▸ **AIM OF THE TASK**: Report each line in the records below that contains the string "grass". Copy every such line in full.

Data lines
• • • • • • •

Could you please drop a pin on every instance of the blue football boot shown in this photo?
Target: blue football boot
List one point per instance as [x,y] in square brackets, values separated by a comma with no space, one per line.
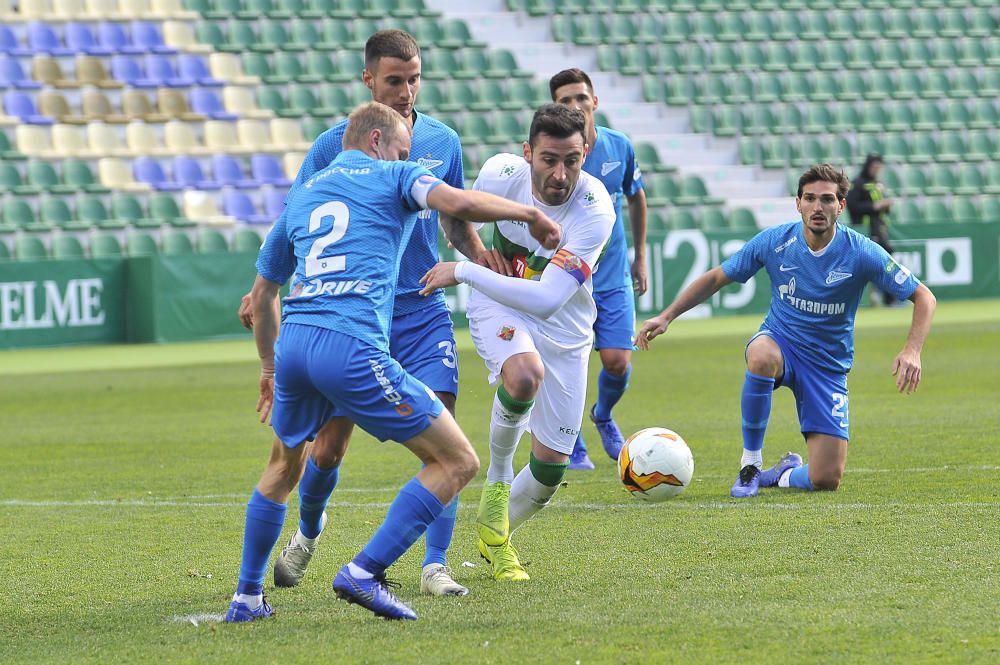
[372,594]
[747,484]
[611,436]
[769,477]
[240,612]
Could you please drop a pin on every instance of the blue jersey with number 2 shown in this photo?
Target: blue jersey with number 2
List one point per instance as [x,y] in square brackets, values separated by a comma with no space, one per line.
[341,239]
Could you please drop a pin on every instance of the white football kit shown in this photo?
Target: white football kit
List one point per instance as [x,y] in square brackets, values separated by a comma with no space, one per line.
[564,338]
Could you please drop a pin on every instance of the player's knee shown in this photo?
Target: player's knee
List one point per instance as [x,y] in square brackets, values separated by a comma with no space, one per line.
[827,480]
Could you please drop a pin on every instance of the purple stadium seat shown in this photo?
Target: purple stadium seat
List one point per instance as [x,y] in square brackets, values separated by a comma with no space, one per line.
[42,38]
[229,172]
[10,44]
[159,68]
[114,36]
[187,171]
[206,102]
[268,169]
[274,202]
[148,170]
[12,76]
[128,70]
[148,35]
[238,205]
[195,68]
[81,39]
[20,105]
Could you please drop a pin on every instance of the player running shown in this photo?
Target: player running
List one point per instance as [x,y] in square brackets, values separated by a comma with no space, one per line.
[341,241]
[422,338]
[535,333]
[818,271]
[612,161]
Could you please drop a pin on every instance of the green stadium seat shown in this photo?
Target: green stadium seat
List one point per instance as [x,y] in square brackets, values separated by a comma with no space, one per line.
[177,243]
[164,208]
[210,241]
[29,248]
[141,243]
[246,240]
[66,247]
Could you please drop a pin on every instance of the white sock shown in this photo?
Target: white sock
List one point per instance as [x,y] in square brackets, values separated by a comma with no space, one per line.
[783,480]
[527,497]
[253,601]
[753,457]
[359,572]
[506,429]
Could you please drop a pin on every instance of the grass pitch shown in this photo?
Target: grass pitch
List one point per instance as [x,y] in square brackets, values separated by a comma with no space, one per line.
[126,471]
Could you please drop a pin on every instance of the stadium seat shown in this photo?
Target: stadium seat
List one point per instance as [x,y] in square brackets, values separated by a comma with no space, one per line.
[211,241]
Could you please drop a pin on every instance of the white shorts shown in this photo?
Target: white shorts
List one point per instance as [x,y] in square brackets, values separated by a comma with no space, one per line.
[500,332]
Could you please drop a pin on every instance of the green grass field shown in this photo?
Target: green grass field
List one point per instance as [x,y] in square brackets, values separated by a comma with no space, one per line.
[126,472]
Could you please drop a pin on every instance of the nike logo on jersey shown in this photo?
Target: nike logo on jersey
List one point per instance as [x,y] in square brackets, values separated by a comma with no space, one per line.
[608,167]
[428,163]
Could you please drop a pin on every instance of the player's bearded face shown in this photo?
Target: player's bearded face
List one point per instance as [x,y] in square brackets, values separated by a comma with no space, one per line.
[820,206]
[555,166]
[395,83]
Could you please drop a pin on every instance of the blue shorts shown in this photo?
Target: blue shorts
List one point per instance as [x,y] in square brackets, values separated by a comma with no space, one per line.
[424,344]
[615,324]
[820,395]
[319,371]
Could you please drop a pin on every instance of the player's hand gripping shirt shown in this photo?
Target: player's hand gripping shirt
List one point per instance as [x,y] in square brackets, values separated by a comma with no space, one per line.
[612,161]
[342,236]
[586,218]
[815,296]
[436,147]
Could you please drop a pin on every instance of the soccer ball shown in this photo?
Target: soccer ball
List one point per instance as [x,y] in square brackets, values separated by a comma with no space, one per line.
[655,464]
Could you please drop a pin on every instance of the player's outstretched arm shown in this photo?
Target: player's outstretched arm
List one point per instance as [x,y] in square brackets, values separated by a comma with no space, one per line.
[696,293]
[483,207]
[266,316]
[906,367]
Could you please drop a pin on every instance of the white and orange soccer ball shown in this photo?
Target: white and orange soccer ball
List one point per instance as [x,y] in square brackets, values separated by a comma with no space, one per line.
[655,464]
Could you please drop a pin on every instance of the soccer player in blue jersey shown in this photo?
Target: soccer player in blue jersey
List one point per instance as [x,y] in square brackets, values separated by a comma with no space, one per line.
[818,270]
[611,160]
[341,241]
[422,339]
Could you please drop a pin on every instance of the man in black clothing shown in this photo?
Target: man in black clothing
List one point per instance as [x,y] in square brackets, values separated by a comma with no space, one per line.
[868,206]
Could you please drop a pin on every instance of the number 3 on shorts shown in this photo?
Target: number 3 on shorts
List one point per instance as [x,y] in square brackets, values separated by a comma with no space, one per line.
[450,361]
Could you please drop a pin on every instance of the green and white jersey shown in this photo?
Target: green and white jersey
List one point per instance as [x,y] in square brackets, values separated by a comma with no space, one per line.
[587,219]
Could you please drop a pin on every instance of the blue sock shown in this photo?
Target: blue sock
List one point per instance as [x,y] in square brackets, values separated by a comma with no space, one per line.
[755,404]
[415,507]
[610,389]
[315,489]
[439,533]
[800,478]
[264,521]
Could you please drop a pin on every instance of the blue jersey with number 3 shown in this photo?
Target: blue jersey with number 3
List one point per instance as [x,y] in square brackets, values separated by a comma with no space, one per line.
[815,295]
[341,239]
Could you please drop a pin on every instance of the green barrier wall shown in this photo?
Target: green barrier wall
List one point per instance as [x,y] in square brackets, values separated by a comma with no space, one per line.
[191,297]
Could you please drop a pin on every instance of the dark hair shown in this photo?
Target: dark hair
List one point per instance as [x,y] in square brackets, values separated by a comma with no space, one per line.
[870,159]
[566,77]
[557,121]
[390,44]
[825,173]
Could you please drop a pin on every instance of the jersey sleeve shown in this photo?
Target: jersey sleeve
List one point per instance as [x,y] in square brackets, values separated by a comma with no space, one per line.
[276,259]
[885,273]
[633,174]
[749,259]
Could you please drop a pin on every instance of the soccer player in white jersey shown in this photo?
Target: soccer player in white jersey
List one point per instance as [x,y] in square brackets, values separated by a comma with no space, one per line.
[535,329]
[818,270]
[612,161]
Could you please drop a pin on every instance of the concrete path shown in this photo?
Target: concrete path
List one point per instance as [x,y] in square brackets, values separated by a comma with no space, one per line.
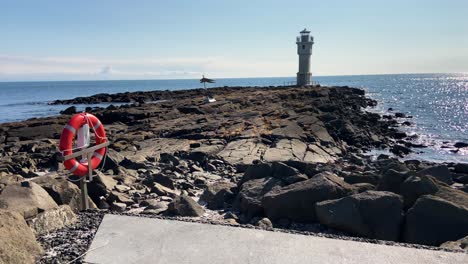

• • • • • • •

▸ **RESPONSE TO THIS EXERCISE**:
Could you please drop a pin on every instance of the grass pitch shown in this photo?
Target: grass pitch
Could you please drop a pin on every instance of the green grass field shown in this photo?
Target: green grass field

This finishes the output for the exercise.